───── RECORDS PROVIDED ─────

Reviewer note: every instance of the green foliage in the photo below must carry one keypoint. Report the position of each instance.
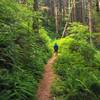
(23, 53)
(77, 68)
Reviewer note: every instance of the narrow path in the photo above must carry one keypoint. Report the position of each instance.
(43, 92)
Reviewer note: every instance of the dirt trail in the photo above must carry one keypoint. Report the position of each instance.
(43, 92)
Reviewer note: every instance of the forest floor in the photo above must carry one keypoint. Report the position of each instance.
(44, 89)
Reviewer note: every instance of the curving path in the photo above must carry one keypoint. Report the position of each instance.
(43, 92)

─────

GIVEN REQUEST. Express the records as a JSON list of strings, with one string for each line and no strings for blank lines. Omit the pictures.

TASK OUTPUT.
[
  "Reviewer note: every instance of the green foliage in the photo below must carry one keypoint. Report the position of each instance.",
  "(23, 53)",
  "(77, 68)",
  "Reviewer note: every instance of the narrow path in the photo above must carry one keypoint. Report the position of each instance.",
  "(43, 92)",
  "Reviewer note: every instance of the dirt trail in the photo above must carry one keypoint. Report the position of each instance.",
  "(43, 92)",
  "Reviewer note: every instance of the forest floor in the photo above must carry one keypoint. Report the position of each instance.",
  "(44, 89)",
  "Reviewer note: every instance of the curving path in the photo above must carry one keypoint. Report the position of each instance.",
  "(43, 92)"
]